:: Point-per-instance localization data ::
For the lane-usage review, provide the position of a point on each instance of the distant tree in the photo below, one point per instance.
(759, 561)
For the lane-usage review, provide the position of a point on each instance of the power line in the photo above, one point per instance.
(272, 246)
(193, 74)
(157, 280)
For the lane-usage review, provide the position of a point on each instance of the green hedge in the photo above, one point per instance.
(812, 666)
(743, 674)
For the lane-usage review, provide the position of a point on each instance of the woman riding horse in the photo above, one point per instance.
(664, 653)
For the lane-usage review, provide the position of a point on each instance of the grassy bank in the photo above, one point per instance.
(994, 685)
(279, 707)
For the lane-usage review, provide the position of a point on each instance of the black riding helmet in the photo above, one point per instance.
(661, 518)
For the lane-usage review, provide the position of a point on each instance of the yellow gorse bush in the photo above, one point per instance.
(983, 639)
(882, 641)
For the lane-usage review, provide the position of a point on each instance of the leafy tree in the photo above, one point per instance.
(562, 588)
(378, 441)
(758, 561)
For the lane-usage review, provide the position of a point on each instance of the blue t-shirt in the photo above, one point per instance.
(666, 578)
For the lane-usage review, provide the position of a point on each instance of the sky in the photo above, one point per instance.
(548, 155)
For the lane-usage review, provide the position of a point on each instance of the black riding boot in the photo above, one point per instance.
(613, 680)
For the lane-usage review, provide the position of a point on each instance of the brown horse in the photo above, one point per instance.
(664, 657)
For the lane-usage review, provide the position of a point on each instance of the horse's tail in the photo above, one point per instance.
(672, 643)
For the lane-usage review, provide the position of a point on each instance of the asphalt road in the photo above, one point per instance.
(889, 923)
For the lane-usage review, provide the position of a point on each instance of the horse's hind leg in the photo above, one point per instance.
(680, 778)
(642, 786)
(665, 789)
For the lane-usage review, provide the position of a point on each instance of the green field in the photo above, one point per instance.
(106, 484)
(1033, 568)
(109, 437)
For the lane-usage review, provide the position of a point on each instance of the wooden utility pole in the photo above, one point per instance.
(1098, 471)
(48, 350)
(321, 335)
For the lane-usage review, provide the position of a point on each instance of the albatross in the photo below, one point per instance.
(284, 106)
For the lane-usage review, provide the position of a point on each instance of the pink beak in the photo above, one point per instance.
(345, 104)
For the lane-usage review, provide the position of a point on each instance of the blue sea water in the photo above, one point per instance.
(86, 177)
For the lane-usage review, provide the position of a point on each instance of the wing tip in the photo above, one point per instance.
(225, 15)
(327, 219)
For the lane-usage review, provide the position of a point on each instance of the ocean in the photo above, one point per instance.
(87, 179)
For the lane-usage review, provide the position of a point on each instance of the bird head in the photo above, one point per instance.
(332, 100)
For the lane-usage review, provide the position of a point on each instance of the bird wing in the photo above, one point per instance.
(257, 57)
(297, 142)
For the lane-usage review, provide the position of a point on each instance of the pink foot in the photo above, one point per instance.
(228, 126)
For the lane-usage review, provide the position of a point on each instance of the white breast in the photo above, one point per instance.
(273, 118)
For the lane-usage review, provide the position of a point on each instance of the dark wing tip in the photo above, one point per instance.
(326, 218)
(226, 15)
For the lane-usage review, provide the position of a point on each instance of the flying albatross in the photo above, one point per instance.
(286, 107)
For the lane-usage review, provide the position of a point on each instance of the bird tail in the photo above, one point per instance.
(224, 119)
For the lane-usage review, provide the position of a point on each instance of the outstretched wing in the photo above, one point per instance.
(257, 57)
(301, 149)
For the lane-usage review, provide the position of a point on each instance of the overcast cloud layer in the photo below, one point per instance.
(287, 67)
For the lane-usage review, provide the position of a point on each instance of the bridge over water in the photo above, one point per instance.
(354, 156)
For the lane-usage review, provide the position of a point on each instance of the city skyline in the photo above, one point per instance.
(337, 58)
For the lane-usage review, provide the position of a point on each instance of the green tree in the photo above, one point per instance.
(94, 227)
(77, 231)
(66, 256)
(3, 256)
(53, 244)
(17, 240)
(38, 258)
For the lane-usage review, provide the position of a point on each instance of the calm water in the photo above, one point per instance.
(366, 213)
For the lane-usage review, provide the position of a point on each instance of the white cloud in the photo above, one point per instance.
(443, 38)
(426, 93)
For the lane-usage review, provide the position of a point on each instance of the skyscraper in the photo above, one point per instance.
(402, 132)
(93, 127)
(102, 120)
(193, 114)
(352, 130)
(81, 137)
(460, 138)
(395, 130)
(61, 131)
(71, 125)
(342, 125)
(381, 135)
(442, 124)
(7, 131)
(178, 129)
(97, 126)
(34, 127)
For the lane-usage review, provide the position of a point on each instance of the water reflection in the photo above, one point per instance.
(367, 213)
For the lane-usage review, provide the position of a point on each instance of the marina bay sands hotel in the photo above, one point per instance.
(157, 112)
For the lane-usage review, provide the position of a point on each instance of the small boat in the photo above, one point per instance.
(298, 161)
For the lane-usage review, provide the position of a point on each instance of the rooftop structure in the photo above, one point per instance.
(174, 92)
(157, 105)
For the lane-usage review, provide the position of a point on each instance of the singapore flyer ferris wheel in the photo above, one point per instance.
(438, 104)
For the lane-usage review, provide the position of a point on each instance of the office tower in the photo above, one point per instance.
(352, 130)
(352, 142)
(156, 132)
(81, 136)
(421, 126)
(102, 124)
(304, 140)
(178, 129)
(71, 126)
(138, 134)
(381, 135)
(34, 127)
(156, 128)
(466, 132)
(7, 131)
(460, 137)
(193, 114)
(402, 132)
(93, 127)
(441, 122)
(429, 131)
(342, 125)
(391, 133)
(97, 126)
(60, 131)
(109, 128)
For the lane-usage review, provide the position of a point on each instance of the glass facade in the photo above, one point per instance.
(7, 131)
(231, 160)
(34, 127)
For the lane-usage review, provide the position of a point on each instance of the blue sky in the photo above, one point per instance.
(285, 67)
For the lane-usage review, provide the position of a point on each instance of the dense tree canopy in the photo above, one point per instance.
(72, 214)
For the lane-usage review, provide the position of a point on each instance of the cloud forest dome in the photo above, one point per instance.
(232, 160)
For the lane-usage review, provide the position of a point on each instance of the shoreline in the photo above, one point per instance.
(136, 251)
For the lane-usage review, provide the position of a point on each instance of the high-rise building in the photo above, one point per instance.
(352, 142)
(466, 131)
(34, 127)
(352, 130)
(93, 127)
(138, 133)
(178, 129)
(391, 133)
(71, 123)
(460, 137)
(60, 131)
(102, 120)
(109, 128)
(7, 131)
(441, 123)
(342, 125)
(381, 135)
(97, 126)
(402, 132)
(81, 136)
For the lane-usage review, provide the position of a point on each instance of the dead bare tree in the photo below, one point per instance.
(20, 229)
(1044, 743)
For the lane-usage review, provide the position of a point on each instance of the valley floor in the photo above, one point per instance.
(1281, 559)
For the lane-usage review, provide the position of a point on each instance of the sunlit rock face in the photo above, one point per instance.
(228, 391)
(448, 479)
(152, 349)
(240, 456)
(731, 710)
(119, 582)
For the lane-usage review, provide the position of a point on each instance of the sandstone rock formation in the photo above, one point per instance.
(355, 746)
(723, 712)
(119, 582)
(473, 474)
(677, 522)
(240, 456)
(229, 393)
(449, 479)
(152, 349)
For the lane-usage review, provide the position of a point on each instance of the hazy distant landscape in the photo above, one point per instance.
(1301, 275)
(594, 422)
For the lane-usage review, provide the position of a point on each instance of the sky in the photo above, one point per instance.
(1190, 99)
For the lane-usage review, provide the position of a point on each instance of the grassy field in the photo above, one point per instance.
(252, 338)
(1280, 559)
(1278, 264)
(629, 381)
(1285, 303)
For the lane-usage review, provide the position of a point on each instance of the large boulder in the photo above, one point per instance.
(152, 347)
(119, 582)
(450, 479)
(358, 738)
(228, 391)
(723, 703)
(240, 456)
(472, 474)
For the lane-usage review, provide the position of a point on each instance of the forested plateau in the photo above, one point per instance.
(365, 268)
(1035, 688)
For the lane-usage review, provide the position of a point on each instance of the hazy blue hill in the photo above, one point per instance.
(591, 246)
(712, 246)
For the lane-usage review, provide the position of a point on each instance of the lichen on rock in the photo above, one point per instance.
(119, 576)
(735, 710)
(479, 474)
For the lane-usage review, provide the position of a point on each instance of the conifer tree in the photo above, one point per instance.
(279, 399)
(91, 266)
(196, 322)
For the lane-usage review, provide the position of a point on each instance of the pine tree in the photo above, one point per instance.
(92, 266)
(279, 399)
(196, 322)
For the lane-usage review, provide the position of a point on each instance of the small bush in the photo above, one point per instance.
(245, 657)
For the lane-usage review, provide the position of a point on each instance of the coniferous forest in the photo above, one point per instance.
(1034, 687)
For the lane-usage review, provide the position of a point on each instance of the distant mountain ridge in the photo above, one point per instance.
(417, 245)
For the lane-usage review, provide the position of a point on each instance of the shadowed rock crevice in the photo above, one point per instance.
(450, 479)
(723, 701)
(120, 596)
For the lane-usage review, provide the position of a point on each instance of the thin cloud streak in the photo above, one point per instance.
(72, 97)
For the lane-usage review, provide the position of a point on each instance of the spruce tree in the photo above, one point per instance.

:: REQUIRED ACTION ::
Transcribe exactly, and only, the lines from the one bearing "of the pine" through the last line of the entries, counting both.

:: ANSWER TO THIS EXERCISE ::
For the lane-usage review, provide the position of a point on each instance of the pine tree in the photo above, one point per instance.
(92, 266)
(279, 399)
(196, 322)
For the lane-usage review, provide the position of a point on each instance of the small bush in the photo above, one point per instance.
(245, 657)
For the lane-usage review, provide the position of a point on each instance of the coniferous forest in the photo above, one point per instance.
(1034, 687)
For the lane-usage review, provide the position of a point on each instance of the distant mountain ridge in the photo above, one point per instance.
(417, 245)
For the lane-usage review, provide the position of a point on each instance of the shadowed rock crevice in the photo above, one point per instance.
(450, 479)
(723, 701)
(120, 596)
For the lane-usage review, provide the position of a point on each instance of the thin cloud streak in the photo above, one point per instance.
(72, 97)
For the lane-usage review, provide the position of a point on each instance of the spruce tree in the photo above, one point per instance.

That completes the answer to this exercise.